All of the records below are to be printed exactly; the pictures are to be left out.

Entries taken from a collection
---+---

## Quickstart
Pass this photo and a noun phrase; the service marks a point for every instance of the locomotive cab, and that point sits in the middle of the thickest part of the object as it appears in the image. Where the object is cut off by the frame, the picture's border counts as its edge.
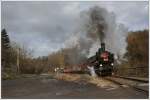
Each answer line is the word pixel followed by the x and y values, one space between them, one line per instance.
pixel 105 61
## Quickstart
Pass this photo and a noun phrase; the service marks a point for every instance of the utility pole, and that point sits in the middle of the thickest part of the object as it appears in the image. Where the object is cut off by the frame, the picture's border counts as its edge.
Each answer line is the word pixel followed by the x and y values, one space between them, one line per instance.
pixel 18 54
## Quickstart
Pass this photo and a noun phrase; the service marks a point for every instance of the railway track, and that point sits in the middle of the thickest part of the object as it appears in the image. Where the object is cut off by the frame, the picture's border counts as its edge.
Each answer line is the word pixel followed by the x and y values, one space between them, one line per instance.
pixel 130 82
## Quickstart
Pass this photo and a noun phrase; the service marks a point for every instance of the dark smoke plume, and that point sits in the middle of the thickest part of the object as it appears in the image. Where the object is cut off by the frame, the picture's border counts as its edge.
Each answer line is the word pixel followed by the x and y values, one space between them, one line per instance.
pixel 97 25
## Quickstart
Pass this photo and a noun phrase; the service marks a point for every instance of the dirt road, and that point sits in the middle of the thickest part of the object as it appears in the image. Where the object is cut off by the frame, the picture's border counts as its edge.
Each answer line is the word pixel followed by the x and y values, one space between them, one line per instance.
pixel 45 87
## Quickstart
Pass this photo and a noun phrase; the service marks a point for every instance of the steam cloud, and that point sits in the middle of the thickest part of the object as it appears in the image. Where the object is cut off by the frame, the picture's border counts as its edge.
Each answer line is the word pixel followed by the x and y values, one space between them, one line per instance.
pixel 98 25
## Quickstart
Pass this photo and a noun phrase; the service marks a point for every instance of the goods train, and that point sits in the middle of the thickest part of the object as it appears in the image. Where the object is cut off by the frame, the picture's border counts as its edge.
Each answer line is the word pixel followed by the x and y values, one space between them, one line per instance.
pixel 103 61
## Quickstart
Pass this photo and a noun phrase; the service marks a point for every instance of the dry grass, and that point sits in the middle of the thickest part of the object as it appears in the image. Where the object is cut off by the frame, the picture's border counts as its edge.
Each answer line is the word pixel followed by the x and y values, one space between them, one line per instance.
pixel 84 78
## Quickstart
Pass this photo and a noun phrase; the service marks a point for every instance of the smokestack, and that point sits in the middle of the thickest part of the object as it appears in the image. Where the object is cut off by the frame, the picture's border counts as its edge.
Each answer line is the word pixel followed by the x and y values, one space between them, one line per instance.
pixel 103 46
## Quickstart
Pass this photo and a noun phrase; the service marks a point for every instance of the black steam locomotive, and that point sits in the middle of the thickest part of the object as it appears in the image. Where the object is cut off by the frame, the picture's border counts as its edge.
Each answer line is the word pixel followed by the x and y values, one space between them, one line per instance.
pixel 103 61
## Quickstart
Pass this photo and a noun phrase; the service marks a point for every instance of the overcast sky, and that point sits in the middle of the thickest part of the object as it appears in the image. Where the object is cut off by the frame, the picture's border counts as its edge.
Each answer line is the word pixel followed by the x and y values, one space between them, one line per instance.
pixel 45 26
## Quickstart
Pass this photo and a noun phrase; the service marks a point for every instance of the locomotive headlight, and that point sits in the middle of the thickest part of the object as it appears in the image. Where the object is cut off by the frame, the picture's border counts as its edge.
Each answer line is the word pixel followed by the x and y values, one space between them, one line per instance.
pixel 112 64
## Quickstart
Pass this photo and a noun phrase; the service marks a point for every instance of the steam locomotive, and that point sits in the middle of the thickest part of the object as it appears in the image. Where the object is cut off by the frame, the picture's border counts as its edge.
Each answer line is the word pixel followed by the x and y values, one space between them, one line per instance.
pixel 103 61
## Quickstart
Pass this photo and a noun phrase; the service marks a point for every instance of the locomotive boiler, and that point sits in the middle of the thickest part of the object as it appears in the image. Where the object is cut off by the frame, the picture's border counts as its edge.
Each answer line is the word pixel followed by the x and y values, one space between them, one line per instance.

---+---

*RESULT BELOW:*
## Quickstart
Pass this photo and a noun phrase; the service marks a point for every instance of the locomotive cab, and that point sits in the middle of the thickest part of the object as it appears in the image. Where the object is cut off by the frame, the picture's border counts as its edge.
Each answer line is the word pixel followed by the x and y values, one space between them, one line per instance.
pixel 105 61
## Quickstart
Pass this photo and a noun phrase; the service marks a point for every instance of the utility pole, and that point sits in the middle of the thickest part of the object as it appears in the image. Where the object is cut off by the frame, the picture's border counts as its edge.
Each answer line is the word pixel followed by the x and y values, one space between them, one line per instance.
pixel 18 54
## Quickstart
Pass this photo and a noun phrase; the service marks a point for every instance of the railway track, and that point sits in the middle of the thickest part of the object as it appears in the image. Where the object is cut off by the frame, the picture's border counts as its edge.
Each answer line is the word pixel followed by the x and y values, one space between them, one line per instance.
pixel 130 82
## Quickstart
Pass this photo and a noun phrase; the service marks a point for every instance of the dark smoke plume, and that point sits in the middle of the thickest part of the object as it appears in the image. Where the object is cut off by the frame, the picture's border counts as its edge.
Each answer line is the word pixel followed by the x and y values, one space between them, one line per instance.
pixel 97 25
## Quickstart
Pass this photo and a noun phrase; the service marks a point for every instance of the dirt road, and that point sits in the middle of the thickest part of the object as it appears in the image. Where the object is cut off by the frame, the picture's border counts as its edge.
Each answer line is the word pixel followed by the x and y values, one space between them, one line per instance.
pixel 45 87
## Quickstart
Pass this photo and a noun phrase; the service marks a point for every instance of the steam cloud, and that point sits in the middle of the thickest part of the object as it appears in the image. Where the object is cut off by the frame, the picture's border counts as its edge.
Each answer line is the word pixel followed by the x and y values, one space between them, one line per instance.
pixel 98 25
## Quickstart
Pass this photo and a noun phrase; the service marks a point for every instance of the goods train, and that point sits in the middle of the thickest part of the object as it appears in the image. Where the object is cut off by the frame, the picture's border counts as its edge.
Each answer line is the word pixel followed by the x and y values, one space between them, one line per instance.
pixel 103 61
## Quickstart
Pass this photo and a noun phrase; the service marks a point for every instance of the dry grass, and that point sits in the middle of the thickest part of the object as it appears in the image. Where the object is cut off by the frame, the picture's border counts as its edge.
Each answer line is the word pixel followed by the x and y values, one space between them, one line per instance.
pixel 84 78
## Quickstart
Pass this photo and a noun phrase; the service marks a point for every instance of the smokestack, and that point sits in the middle of the thickest part of the object as it appears in the image. Where the object is cut off by the frame, the picture's border counts as its edge.
Each answer line is the word pixel followed by the x and y values, one space between them, one line per instance.
pixel 103 46
## Quickstart
Pass this photo and a noun phrase; the service marks a point for every instance of the black steam locomotive, and that point sits in the middle of the thickest part of the object as it appears in the image. Where the object is cut off by the frame, the picture's border counts as its edge.
Each answer line is the word pixel followed by the x and y values, one space between them, one line per instance.
pixel 103 61
## Quickstart
Pass this photo and a noun phrase; the service marks a point for every instance of the overcast sky, and that point sits in the middle of the thickest part of the object as it appears in the image. Where the object is cut off by the frame, the picture's border counts as its edge.
Each answer line is the word pixel followed by the x and y values, one space between them, one line per instance.
pixel 45 26
## Quickstart
Pass this photo and a noun phrase; the service marks a point for every instance of the locomotive headlight, and that point sits in the middle of the thickest part of the object as it appears in the image. Where the object is cut off by the frame, the picture's border counts as its edge.
Each answer line is the word pixel followed by the x and y values, one space between them, one line per instance.
pixel 112 64
## Quickstart
Pass this photo and a noun phrase; the service marks a point for every instance of the steam locomotive, and that point sits in the middle of the thickest part of the object as it appears in the image. Where the object is cut off by the frame, the picture's border counts as its edge.
Each answer line is the word pixel followed by the x and y values, one space between them, one line per instance.
pixel 103 61
## Quickstart
Pass this photo and a noun phrase; the service marks a point for every instance of the locomotive boiler, and that point sits in the middle of the thickest part of the object as it appears in the image. Where the object is cut off by the frame, the picture's border counts as its edge.
Each answer line is the word pixel followed by the x and y values, one space between them, one line per instance.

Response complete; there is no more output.